**PROBLEM**
Please arrange the stretch of material from the start through the line containing "x=115 y=202" as a two-column CSV with the columns input and output, one row for each input paired with its output. Put every field in quotes and turn its line breaks into spaces.

[Named-object pointing records]
# # # # #

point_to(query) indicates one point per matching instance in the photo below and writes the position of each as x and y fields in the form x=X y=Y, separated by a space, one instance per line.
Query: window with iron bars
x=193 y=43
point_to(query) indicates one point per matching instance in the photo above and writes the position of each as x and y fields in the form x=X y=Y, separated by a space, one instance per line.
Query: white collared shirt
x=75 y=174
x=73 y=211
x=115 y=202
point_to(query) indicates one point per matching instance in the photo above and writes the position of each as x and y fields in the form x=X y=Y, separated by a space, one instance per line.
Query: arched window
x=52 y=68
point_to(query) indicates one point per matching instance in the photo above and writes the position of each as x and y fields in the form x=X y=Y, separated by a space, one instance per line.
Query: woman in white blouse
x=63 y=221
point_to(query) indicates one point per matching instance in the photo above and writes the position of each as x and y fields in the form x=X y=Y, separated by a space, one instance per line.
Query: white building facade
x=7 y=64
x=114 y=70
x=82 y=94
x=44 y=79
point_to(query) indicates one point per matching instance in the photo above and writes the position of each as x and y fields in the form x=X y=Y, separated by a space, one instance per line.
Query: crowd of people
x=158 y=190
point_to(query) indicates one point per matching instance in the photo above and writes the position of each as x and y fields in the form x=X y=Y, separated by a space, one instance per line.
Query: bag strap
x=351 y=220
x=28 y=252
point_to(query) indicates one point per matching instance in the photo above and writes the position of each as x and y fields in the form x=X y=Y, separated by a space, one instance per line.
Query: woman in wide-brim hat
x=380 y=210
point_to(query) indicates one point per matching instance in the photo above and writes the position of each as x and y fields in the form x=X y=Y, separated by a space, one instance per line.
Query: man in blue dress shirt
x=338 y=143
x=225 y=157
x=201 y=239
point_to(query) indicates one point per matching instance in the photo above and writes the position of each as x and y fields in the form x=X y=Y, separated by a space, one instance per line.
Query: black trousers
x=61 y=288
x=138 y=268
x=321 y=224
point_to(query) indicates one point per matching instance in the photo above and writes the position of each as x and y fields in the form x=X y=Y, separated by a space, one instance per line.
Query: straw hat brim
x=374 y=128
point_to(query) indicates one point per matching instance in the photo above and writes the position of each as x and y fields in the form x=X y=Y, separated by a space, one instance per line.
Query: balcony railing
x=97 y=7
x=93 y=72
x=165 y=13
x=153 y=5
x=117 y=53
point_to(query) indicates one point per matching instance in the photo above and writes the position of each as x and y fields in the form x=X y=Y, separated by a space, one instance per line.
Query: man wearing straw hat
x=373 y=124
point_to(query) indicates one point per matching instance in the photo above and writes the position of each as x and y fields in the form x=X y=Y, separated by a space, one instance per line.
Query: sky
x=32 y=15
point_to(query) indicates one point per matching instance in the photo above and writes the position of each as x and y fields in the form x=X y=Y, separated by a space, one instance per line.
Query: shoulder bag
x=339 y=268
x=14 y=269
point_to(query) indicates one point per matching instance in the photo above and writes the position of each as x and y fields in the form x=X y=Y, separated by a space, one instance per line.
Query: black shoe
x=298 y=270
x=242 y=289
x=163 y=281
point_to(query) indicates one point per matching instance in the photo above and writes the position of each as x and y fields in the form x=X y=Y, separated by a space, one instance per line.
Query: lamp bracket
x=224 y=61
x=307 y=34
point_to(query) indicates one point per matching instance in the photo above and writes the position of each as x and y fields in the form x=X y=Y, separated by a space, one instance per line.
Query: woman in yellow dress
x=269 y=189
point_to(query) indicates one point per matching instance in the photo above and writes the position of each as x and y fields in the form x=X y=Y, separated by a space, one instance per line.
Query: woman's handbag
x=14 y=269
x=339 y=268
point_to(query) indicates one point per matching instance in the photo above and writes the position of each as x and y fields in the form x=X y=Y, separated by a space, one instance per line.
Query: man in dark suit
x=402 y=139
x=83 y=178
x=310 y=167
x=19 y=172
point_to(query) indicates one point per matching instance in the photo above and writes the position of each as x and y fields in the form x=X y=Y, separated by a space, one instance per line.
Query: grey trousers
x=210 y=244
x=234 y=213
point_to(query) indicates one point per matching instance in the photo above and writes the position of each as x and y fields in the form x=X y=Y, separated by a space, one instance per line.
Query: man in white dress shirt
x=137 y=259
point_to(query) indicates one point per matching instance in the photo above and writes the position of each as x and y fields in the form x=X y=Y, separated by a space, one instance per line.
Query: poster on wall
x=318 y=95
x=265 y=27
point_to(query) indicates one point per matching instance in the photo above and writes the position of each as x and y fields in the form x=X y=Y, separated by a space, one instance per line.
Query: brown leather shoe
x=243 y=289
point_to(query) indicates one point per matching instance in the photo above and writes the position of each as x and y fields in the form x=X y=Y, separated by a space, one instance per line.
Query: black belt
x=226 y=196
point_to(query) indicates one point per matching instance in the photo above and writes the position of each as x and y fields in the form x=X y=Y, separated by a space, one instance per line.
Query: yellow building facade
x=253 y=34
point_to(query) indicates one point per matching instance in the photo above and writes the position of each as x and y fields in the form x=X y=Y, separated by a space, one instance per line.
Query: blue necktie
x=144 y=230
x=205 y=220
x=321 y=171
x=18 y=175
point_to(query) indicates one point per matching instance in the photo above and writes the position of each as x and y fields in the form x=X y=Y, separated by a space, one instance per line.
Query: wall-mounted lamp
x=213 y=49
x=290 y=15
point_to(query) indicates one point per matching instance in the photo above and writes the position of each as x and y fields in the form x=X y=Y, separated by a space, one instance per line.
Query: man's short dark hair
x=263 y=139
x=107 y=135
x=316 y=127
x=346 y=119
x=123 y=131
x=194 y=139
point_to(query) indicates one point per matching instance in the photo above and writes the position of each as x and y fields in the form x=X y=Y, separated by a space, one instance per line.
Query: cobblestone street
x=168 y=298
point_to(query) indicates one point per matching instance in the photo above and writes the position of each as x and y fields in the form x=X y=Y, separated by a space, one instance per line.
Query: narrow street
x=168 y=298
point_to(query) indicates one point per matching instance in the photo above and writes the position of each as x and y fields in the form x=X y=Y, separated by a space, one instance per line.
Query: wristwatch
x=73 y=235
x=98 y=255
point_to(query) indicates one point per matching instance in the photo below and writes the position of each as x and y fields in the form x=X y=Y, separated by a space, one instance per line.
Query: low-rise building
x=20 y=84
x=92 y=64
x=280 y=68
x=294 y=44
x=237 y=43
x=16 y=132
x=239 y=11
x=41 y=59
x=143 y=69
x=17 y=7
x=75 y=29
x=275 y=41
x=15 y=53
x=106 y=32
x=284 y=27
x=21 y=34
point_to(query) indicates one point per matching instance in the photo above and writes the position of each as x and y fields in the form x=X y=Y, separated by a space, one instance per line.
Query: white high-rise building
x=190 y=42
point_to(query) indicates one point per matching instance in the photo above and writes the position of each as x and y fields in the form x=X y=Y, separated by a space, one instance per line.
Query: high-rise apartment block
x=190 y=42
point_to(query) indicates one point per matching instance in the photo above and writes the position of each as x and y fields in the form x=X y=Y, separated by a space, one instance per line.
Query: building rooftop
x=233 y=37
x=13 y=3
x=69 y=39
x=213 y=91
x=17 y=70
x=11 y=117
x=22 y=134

# # # # #

**FULL SOLUTION**
input,output
"point_to(query) indicates one point per matching instance in the photo below and writes the position of each as x and y fields in the form x=X y=Y, separated by a space, one instance per line. Query: window with iron bars","x=193 y=43"
"point_to(query) indicates one point per matching instance in the photo above and writes the position of each as x and y fields in the form x=X y=Y, separated by a space, one instance per line. Query: white collared shirt","x=75 y=174 x=73 y=211 x=115 y=202"